#### [EXERCISE DESCRIPTION]
Add 126 to every coordinate in the answers, then write out all the lines again, requests included, starting with the line containing "the blurred foliage" and going on through the end of the entries.

#### [DATA FOR THIS TASK]
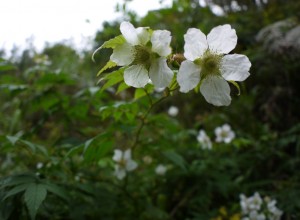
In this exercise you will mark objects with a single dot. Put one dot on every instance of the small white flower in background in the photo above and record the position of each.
(224, 134)
(255, 202)
(255, 208)
(39, 165)
(147, 160)
(207, 66)
(275, 212)
(124, 163)
(144, 62)
(173, 111)
(204, 139)
(161, 169)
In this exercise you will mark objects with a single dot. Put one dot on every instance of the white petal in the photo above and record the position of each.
(226, 128)
(216, 91)
(222, 39)
(119, 172)
(160, 74)
(143, 35)
(235, 67)
(161, 42)
(129, 33)
(136, 76)
(122, 55)
(195, 44)
(131, 165)
(127, 154)
(188, 76)
(117, 155)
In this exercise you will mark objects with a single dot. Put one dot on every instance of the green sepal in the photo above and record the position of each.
(108, 65)
(112, 43)
(236, 86)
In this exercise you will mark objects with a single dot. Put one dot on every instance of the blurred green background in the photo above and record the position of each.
(58, 129)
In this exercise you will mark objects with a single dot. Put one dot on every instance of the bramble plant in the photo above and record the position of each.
(165, 133)
(147, 63)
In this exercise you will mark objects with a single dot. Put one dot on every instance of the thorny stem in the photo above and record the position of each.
(144, 117)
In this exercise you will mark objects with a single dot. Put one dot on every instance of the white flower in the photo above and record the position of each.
(207, 66)
(255, 202)
(39, 165)
(275, 212)
(161, 169)
(147, 159)
(144, 62)
(173, 111)
(204, 139)
(224, 134)
(124, 163)
(254, 215)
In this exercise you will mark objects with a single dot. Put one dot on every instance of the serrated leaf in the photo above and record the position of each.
(236, 86)
(108, 65)
(176, 158)
(112, 43)
(34, 196)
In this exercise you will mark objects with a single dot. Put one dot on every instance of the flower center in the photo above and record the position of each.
(210, 64)
(142, 56)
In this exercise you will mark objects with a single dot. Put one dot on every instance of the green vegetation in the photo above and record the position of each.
(59, 126)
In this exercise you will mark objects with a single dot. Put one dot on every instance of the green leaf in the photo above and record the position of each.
(112, 79)
(17, 180)
(17, 189)
(97, 147)
(236, 86)
(12, 139)
(59, 191)
(139, 93)
(112, 43)
(108, 65)
(122, 86)
(35, 147)
(175, 158)
(34, 196)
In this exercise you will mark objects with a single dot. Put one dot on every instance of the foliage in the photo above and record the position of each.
(59, 129)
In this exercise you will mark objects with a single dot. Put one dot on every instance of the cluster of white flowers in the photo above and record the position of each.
(223, 134)
(161, 169)
(173, 111)
(204, 139)
(145, 62)
(256, 208)
(206, 66)
(124, 163)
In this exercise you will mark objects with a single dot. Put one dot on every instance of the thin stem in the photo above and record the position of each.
(143, 119)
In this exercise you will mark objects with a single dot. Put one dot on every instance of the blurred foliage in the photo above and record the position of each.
(58, 128)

#### [CORRECT RESULT]
In this exercise you will mark objects with a single dot. Put one dot on every instance of the blurred foliage in the photo above and record the position of each.
(184, 254)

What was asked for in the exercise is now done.